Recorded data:
####################

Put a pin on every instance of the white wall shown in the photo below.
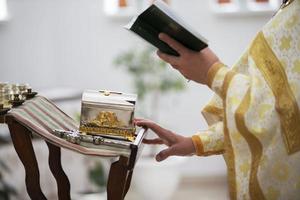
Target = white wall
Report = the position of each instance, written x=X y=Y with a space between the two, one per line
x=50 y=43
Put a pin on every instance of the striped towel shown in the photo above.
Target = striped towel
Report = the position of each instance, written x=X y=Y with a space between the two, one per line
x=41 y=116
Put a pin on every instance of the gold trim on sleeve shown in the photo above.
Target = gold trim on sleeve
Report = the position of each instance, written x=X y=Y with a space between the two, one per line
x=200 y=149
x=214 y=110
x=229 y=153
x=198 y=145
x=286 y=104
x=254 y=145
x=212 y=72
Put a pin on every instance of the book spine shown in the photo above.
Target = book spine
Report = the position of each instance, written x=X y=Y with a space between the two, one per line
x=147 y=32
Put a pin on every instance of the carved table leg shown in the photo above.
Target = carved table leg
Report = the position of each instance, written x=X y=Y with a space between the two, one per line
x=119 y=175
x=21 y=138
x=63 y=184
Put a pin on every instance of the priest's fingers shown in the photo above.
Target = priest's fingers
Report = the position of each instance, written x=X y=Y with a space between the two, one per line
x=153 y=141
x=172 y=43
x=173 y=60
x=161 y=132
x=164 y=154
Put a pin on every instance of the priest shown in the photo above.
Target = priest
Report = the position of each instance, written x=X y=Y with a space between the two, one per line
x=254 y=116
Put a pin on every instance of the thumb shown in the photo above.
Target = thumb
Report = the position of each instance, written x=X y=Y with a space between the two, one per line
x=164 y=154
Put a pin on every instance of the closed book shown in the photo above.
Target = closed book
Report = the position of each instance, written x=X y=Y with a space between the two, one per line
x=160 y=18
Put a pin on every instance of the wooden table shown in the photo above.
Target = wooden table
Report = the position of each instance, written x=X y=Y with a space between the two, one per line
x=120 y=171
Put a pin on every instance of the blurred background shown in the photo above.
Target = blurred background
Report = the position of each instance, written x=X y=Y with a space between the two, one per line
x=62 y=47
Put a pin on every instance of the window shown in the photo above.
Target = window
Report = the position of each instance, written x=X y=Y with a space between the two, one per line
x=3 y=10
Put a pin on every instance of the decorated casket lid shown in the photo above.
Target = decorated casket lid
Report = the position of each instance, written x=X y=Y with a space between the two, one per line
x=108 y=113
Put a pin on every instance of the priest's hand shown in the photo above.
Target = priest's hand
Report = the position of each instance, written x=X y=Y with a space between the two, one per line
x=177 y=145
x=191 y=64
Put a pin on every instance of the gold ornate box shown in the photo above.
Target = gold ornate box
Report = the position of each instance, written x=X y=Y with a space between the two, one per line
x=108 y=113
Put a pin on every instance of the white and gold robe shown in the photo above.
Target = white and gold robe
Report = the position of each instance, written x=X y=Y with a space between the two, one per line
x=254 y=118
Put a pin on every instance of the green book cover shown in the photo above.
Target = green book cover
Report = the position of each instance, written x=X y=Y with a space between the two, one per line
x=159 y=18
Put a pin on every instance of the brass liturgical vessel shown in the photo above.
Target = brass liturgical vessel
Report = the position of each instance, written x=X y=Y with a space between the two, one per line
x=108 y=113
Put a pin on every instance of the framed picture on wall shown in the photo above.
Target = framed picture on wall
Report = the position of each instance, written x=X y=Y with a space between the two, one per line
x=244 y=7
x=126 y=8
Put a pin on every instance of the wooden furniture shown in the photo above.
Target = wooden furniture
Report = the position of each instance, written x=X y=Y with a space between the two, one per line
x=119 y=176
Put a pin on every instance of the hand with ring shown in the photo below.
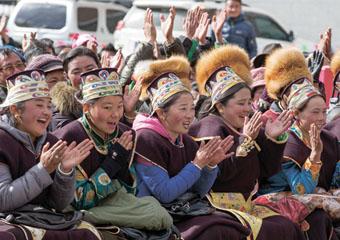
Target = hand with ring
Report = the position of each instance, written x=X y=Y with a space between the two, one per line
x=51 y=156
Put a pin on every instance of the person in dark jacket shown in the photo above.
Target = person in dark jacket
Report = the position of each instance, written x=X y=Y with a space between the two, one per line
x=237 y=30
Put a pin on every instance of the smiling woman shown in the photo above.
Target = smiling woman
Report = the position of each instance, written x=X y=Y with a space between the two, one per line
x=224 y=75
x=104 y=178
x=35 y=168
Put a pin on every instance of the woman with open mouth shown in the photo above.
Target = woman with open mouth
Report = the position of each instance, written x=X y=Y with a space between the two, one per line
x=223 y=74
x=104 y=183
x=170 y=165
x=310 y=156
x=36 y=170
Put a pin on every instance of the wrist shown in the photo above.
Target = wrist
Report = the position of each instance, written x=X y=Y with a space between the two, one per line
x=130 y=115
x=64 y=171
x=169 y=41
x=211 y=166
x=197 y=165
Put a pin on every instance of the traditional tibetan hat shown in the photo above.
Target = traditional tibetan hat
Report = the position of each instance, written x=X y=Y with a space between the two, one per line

####################

Return only the lines of the records in which the string "blurred" appears.

#### [Written solution]
Put a pin on every instance of the blurred background shown in the photo above.
Target = blurred background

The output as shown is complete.